╭─ RECORD SET

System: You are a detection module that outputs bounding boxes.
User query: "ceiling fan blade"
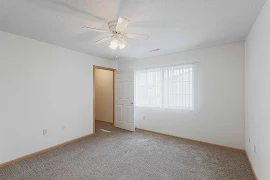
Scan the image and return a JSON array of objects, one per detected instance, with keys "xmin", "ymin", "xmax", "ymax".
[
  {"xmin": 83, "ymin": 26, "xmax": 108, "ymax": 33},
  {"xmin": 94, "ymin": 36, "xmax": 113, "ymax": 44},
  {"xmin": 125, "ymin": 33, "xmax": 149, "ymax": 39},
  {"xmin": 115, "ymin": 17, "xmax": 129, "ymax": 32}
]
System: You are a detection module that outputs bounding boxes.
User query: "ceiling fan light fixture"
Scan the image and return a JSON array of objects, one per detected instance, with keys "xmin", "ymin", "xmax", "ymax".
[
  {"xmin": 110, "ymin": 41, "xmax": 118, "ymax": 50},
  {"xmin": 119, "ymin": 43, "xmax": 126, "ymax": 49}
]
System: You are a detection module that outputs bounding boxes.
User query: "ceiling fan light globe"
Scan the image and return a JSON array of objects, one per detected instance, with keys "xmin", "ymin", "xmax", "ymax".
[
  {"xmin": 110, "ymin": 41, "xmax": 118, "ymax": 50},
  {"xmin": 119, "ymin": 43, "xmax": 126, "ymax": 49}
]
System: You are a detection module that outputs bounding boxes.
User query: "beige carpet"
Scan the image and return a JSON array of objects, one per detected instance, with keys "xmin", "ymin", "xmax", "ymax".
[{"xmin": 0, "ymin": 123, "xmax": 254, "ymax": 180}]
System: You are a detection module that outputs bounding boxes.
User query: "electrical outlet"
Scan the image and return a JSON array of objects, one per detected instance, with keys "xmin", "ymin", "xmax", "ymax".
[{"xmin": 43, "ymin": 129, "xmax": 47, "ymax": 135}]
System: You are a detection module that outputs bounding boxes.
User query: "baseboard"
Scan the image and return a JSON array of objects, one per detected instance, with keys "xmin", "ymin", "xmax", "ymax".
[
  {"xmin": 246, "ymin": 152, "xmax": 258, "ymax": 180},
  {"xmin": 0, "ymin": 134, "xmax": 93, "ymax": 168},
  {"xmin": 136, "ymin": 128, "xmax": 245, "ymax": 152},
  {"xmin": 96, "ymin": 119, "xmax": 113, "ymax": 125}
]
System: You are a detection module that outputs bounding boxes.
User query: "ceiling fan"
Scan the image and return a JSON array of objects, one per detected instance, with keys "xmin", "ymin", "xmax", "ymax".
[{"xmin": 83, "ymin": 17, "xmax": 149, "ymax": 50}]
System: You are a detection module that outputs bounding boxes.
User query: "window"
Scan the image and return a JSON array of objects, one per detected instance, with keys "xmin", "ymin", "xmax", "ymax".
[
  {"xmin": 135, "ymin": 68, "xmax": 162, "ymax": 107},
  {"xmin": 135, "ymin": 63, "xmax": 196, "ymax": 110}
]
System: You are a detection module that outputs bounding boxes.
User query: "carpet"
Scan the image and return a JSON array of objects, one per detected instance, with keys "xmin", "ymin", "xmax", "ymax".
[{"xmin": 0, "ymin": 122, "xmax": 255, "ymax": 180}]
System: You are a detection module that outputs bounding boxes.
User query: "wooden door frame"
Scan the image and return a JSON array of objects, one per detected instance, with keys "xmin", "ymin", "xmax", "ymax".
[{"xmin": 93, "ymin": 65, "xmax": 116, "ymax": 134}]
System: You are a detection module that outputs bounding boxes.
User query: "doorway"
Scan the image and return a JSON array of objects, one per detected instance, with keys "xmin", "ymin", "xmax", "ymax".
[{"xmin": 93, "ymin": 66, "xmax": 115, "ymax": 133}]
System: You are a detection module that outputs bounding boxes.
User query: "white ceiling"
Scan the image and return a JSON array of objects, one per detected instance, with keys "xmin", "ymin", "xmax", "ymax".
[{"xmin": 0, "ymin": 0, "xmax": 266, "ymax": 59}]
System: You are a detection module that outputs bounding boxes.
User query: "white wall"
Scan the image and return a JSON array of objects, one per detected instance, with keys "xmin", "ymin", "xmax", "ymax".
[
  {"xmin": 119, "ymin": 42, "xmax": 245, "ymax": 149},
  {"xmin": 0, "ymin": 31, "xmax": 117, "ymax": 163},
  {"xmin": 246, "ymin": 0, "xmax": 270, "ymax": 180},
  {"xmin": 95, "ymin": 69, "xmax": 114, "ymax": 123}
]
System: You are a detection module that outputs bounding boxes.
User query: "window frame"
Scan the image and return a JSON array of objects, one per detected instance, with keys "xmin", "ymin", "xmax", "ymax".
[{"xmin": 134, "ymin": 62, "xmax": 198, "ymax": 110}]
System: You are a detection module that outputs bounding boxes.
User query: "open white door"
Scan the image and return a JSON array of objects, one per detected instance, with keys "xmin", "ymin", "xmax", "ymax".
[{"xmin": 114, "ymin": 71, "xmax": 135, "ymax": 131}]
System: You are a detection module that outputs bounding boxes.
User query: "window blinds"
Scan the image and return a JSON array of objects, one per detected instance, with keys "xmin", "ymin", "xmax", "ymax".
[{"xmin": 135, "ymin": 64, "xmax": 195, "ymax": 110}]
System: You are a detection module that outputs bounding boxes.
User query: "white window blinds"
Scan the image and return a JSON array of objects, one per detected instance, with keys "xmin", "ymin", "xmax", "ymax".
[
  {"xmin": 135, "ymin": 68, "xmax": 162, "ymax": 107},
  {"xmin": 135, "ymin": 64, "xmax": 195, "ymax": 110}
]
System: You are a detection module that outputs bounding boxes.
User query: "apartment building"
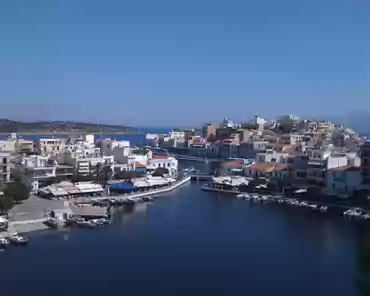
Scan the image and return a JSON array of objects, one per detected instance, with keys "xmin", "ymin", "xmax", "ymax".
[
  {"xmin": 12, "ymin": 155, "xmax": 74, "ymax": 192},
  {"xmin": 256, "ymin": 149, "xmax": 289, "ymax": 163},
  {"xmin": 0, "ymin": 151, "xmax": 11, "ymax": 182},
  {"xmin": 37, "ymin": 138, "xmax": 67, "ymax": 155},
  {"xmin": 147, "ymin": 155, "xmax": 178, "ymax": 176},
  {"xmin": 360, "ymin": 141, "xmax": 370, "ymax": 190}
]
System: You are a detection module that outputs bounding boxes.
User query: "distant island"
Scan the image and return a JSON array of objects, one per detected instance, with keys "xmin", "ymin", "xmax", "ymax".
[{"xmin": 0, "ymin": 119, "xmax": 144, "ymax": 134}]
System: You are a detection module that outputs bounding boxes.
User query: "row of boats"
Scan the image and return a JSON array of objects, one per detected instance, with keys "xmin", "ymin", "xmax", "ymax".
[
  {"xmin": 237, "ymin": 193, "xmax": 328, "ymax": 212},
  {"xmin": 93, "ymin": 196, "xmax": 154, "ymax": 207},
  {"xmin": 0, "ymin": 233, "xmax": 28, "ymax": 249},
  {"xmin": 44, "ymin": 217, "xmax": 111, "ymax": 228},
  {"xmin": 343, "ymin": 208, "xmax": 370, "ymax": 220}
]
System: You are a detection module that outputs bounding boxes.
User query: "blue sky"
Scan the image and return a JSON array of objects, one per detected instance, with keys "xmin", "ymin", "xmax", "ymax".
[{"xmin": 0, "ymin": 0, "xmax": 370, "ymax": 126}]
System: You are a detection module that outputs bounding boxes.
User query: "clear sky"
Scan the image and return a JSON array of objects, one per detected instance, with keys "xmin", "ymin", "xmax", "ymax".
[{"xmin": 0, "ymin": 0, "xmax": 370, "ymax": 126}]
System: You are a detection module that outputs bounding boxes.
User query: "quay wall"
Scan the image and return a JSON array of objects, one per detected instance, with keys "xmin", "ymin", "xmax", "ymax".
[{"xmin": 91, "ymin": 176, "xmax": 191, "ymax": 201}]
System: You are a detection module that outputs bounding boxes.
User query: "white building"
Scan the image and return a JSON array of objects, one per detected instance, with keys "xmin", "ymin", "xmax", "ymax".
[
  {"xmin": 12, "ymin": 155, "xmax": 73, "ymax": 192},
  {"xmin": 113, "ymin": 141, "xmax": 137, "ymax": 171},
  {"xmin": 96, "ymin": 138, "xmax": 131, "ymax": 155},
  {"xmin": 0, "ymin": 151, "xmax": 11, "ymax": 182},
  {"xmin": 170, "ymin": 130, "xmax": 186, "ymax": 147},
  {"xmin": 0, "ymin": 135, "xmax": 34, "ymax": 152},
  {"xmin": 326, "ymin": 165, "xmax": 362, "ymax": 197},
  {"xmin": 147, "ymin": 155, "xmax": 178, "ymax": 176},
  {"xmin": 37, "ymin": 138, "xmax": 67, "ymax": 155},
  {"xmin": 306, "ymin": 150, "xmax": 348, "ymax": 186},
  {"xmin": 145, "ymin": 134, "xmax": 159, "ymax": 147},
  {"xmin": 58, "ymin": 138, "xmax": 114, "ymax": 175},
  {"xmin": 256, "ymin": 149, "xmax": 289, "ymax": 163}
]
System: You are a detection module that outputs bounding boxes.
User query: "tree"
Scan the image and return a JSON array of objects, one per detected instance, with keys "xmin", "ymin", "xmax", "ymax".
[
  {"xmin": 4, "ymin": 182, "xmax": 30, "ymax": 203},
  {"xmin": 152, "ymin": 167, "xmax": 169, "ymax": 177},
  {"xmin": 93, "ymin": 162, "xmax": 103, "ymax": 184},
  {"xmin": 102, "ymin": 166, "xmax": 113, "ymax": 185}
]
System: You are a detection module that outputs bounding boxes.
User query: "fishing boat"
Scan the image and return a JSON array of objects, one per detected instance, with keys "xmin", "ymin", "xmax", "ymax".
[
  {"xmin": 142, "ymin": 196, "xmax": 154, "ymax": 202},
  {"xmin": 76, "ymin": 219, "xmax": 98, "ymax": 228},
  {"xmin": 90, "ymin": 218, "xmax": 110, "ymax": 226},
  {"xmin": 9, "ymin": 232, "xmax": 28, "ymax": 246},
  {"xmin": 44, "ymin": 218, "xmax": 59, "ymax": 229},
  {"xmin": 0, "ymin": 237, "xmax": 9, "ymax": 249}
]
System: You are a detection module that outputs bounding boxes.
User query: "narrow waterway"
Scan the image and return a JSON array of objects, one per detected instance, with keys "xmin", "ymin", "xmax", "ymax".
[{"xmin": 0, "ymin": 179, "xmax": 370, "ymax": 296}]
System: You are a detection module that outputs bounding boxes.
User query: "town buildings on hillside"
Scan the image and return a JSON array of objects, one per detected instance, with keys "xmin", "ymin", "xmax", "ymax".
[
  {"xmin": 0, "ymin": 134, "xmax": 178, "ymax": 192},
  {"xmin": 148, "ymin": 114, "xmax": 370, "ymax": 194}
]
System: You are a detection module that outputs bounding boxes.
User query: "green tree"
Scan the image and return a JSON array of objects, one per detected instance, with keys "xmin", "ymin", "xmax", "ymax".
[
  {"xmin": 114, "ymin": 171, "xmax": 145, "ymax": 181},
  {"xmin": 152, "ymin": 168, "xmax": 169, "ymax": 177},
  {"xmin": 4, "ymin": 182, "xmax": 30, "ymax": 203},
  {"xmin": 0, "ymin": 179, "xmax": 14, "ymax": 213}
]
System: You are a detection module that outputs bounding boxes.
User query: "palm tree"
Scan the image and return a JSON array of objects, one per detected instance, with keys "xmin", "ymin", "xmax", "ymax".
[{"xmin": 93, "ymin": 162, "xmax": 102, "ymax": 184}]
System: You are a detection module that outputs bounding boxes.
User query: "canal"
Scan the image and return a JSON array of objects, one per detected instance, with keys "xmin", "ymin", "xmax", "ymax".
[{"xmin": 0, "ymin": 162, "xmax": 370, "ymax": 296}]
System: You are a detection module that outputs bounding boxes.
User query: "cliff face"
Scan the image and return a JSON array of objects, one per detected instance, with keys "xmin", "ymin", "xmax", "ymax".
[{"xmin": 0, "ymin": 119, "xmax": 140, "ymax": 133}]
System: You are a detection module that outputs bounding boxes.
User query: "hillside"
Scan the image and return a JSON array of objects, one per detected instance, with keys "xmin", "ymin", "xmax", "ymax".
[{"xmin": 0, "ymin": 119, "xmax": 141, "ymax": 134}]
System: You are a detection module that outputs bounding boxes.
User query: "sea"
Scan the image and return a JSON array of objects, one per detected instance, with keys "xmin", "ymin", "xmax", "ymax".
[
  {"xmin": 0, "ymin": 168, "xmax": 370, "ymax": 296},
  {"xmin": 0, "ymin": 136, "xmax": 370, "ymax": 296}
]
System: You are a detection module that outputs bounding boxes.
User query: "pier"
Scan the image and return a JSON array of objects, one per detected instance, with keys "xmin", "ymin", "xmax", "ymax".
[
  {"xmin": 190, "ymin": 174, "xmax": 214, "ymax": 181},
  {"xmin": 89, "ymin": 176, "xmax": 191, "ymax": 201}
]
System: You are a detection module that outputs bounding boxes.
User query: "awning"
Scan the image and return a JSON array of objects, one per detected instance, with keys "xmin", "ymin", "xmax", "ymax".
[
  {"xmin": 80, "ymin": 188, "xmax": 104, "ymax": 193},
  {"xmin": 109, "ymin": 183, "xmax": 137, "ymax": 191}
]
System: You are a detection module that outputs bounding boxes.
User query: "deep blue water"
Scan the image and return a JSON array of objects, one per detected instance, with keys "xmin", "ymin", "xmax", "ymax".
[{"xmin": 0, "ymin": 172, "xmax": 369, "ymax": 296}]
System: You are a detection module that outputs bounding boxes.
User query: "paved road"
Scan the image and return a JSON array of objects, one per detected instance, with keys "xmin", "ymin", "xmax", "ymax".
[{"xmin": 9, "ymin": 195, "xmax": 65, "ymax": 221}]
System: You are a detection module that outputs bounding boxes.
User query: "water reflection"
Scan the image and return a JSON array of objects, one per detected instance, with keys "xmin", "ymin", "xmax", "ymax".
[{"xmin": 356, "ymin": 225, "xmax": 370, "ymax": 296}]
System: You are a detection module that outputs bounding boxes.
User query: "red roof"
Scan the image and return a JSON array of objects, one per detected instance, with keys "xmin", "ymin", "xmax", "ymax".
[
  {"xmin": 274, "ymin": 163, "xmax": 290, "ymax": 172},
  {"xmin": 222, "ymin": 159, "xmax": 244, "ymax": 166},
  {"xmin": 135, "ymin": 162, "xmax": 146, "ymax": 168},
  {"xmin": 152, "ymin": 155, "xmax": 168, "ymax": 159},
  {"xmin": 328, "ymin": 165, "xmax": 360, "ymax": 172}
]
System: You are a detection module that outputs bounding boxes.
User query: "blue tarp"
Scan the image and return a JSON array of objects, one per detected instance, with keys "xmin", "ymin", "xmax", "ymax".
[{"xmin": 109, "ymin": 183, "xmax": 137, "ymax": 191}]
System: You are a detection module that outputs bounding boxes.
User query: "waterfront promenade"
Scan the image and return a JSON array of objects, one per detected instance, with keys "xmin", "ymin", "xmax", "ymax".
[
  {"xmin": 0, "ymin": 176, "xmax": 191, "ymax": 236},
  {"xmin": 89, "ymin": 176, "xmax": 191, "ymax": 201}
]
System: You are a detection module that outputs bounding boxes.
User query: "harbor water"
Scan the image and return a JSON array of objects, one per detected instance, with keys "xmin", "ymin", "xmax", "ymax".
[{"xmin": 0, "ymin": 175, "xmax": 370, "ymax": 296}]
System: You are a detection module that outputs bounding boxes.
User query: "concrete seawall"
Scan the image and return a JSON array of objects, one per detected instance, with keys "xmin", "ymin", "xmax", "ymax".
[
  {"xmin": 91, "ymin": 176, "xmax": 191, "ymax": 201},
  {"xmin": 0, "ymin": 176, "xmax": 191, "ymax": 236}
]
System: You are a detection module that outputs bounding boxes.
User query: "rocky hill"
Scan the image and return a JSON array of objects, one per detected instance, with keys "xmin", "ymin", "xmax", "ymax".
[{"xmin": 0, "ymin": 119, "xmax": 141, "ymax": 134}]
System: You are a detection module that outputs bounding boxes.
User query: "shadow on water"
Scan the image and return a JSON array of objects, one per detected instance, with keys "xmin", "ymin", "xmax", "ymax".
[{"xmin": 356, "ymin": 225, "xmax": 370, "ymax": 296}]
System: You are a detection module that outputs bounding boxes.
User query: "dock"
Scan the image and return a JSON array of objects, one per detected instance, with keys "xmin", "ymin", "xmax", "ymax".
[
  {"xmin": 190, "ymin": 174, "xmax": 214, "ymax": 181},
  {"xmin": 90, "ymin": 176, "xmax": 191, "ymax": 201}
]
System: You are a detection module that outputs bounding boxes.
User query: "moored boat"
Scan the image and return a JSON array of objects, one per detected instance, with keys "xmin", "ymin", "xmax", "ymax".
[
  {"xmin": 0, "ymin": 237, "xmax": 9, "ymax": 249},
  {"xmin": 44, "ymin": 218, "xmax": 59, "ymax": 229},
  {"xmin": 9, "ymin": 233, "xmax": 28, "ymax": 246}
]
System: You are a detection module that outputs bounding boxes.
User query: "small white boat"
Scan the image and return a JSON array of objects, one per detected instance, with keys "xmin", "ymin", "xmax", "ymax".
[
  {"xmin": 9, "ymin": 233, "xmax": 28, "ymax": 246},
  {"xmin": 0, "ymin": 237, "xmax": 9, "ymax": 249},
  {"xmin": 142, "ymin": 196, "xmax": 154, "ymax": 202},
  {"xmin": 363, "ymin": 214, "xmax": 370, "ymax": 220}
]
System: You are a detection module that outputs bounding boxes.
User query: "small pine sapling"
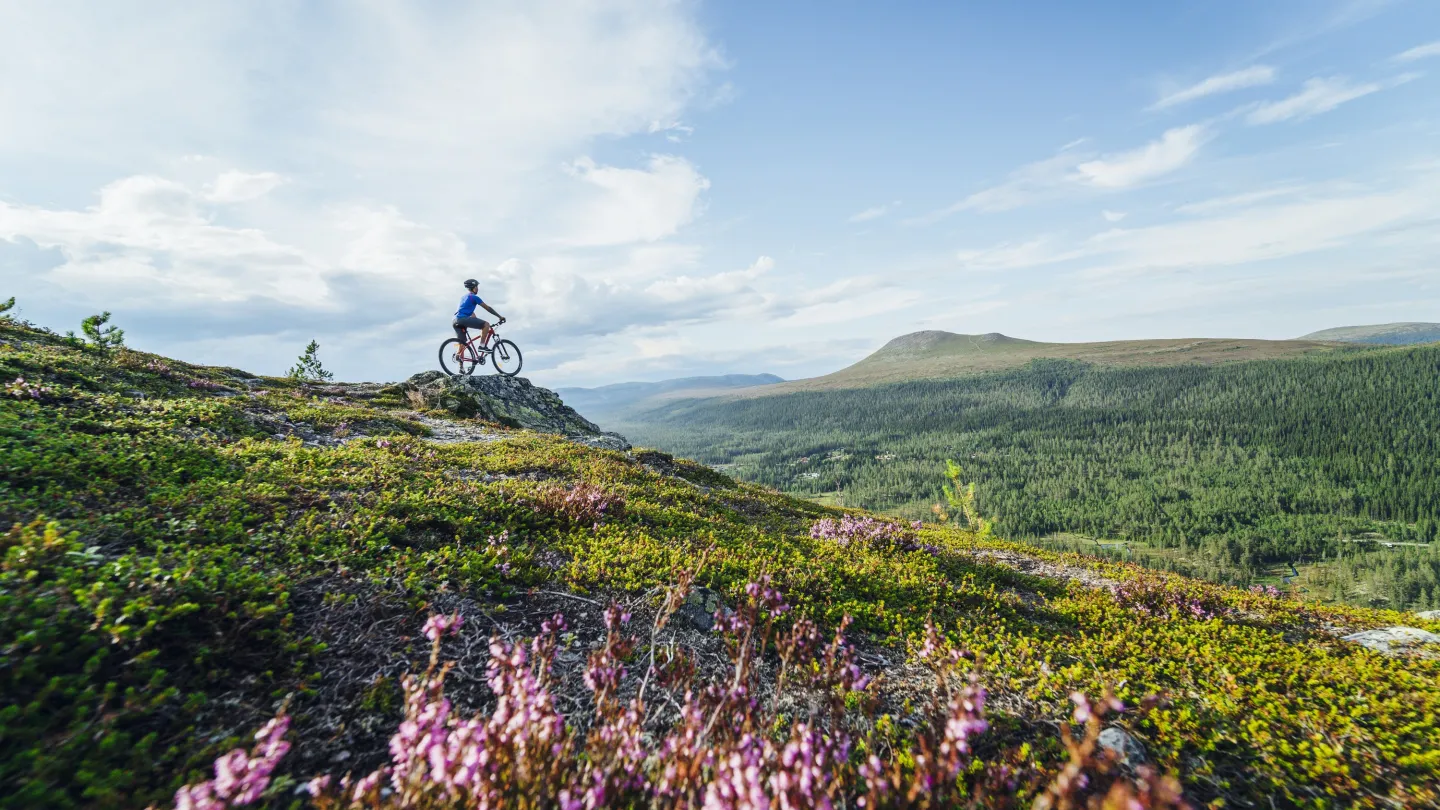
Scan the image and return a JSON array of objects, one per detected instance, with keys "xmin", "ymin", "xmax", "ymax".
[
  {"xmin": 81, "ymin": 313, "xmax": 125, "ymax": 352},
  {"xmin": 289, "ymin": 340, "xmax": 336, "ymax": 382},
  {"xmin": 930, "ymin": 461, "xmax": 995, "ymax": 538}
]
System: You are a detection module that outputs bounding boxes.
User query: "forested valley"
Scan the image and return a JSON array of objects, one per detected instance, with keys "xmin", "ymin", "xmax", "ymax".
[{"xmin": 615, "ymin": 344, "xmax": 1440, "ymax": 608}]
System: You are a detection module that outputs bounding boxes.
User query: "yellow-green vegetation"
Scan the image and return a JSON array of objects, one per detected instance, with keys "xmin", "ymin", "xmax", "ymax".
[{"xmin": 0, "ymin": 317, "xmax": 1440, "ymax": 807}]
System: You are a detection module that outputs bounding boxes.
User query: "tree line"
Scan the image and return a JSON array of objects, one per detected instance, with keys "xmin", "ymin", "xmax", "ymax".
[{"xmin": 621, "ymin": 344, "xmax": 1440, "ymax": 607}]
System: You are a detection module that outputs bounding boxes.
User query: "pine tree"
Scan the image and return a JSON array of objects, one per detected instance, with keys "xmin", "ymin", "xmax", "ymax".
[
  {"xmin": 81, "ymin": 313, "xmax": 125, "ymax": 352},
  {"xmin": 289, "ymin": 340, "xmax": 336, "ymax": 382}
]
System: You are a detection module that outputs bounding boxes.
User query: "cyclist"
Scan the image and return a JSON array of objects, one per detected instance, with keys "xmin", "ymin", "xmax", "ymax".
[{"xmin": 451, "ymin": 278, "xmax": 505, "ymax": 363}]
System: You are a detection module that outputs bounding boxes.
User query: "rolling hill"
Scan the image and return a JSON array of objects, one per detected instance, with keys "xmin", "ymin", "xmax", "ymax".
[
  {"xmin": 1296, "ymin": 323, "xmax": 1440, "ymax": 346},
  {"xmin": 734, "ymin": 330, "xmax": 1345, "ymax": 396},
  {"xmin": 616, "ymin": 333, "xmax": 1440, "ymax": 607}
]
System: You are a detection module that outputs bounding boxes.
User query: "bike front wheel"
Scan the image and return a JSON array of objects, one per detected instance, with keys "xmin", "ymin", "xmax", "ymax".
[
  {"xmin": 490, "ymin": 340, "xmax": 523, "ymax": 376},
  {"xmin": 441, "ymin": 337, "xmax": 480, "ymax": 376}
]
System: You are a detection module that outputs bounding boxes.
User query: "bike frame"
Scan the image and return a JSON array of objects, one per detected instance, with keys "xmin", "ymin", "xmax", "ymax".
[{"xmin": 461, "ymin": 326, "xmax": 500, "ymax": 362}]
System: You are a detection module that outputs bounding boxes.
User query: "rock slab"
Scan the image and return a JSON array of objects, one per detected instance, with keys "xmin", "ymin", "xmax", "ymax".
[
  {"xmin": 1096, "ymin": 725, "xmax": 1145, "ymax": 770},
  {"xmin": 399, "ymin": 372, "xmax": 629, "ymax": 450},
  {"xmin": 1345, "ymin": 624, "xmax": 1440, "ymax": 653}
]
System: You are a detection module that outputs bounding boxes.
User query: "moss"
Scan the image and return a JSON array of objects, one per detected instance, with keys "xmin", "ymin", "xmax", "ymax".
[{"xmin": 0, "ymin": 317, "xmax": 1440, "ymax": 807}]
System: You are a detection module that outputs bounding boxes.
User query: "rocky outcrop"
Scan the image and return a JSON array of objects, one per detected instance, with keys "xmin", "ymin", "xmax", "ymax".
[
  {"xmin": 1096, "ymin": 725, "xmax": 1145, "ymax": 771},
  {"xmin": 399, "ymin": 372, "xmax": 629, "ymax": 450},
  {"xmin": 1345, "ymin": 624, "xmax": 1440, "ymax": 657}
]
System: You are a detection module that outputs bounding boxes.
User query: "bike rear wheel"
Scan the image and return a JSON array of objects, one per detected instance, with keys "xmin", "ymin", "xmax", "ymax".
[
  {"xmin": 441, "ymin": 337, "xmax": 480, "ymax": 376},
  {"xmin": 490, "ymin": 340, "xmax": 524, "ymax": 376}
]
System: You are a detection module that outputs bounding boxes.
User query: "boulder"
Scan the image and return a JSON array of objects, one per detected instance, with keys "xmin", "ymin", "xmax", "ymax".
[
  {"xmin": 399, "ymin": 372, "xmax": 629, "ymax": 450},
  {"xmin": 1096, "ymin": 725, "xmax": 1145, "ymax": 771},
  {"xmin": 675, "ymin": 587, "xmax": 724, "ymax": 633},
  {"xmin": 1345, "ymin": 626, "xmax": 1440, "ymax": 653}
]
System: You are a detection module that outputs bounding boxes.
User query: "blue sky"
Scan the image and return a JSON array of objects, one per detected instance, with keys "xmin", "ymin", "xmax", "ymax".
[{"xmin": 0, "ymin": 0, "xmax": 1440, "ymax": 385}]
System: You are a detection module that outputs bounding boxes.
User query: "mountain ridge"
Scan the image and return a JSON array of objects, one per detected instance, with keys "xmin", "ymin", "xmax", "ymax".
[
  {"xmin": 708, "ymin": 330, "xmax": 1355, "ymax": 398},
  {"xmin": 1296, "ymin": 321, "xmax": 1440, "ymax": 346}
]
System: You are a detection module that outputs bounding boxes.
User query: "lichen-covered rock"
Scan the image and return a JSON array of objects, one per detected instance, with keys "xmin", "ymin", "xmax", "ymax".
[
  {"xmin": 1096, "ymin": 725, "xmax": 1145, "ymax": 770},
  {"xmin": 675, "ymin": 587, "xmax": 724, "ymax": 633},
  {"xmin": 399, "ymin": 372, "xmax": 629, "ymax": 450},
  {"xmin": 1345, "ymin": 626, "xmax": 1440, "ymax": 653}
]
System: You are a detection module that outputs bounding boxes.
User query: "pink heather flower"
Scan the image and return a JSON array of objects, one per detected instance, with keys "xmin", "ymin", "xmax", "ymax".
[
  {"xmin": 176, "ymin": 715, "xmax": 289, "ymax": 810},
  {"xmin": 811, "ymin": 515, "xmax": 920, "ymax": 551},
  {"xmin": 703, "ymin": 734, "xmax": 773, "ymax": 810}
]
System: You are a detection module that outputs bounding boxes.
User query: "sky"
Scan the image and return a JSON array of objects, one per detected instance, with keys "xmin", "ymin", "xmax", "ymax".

╰─

◆ DESCRIPTION OF THE TASK ◆
Count the lines in the listing above that contain the word "window". Reply with the number only.

◆ WRITTEN ANSWER ◆
4